== ACTIONS TO TAKE ==
(a) From the passage on social media data analysis, name every category used to sort the responses received through @mention on Twitter.
(b) Count how many lines of the listing contain the string "grate", and reply with the number alone.

== EXTRACT TO READ ==
First we took an inventory of all the data we have gathered and compiled a spreadsheet. Applying a close interpretation approach, we typologized post content which allows us to speculate preliminary ideas about the categories of data we have relative to the types of social media practices (e.g. one-off vs. sustained engagement; explanatory vs. descriptive; advocacy vs. informational) that we have engaged with in the pilot period. We also typologized the responses we received through @mention on Twitter into finer categories such as: shoutout, inquiry, suggestion, support, criticism, accolade, discussion. Next, we applied distant analysis to the categories of data that we have established from the previous exercise. To articulate underlying quantitative patterns in our data, we used a combination visualization and mapping tools such as Tableau Public, ArcGIS Online while repurposing charts in Sumall and Facebook.
Data and analytics can be seductive. They can lead us down rabbit holes and unproductive paths. To stay focused, I established the following six analytic principles:
1. Data is never the whole picture. Interactions over social media are rich in meaning and they could be interpreted differently depending on the individual or organization’s perspective.
2. Be suspicious of numbers and what graphs can tell us. The design of charts and graphs can be driven by interests and ideologies of the creator. Always consider how the numbers and data are expressed when drawing conclusions from quantitative information.

== DATA SHOWN ==
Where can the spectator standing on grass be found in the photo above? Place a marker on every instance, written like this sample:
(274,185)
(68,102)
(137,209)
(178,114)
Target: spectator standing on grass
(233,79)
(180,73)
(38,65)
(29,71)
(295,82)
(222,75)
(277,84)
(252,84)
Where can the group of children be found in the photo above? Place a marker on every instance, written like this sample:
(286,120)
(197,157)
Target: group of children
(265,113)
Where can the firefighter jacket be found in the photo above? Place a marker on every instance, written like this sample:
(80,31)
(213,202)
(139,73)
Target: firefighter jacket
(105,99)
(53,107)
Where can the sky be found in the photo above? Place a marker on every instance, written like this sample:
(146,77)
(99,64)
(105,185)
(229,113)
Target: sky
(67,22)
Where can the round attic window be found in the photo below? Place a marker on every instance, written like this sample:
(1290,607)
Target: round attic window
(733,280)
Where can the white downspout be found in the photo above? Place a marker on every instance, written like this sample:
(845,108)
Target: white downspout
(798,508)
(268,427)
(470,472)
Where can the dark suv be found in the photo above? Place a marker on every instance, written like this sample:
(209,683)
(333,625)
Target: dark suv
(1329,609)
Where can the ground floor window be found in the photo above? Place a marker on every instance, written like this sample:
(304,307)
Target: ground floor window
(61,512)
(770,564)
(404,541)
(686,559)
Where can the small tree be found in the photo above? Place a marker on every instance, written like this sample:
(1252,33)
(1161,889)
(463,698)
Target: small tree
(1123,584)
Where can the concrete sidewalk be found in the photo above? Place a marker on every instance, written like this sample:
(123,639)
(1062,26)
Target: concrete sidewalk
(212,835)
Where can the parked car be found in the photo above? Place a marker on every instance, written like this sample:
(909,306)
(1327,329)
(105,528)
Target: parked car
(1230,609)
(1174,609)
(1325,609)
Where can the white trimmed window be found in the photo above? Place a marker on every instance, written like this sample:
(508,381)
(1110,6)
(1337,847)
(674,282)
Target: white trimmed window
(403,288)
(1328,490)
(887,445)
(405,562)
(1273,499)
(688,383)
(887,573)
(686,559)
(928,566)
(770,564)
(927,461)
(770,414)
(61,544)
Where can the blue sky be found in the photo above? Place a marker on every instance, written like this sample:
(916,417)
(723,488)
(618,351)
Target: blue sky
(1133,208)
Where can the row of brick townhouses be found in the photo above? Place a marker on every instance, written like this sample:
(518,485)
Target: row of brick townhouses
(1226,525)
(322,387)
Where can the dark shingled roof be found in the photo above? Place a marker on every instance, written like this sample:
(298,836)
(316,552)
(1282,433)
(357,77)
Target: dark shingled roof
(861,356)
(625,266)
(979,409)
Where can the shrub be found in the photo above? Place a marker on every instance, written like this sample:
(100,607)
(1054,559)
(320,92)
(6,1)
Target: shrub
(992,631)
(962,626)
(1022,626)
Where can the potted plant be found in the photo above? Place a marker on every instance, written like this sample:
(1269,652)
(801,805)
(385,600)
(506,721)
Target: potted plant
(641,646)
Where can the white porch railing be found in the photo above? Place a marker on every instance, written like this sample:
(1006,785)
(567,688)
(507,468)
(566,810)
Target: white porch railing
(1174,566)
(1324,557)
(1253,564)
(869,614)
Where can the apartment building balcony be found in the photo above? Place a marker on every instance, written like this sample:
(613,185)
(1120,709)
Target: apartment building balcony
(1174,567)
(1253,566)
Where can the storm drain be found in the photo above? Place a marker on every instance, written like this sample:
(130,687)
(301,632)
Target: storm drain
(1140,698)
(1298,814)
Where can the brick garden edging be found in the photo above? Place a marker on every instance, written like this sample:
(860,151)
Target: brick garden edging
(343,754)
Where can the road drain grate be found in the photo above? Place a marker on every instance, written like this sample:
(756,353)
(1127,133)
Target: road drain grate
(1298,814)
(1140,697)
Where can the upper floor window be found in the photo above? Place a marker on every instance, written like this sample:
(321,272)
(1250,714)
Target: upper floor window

== EXERCISE RESPONSES ==
(a) shoutout, inquiry, suggestion, support, criticism, accolade, discussion

(b) 2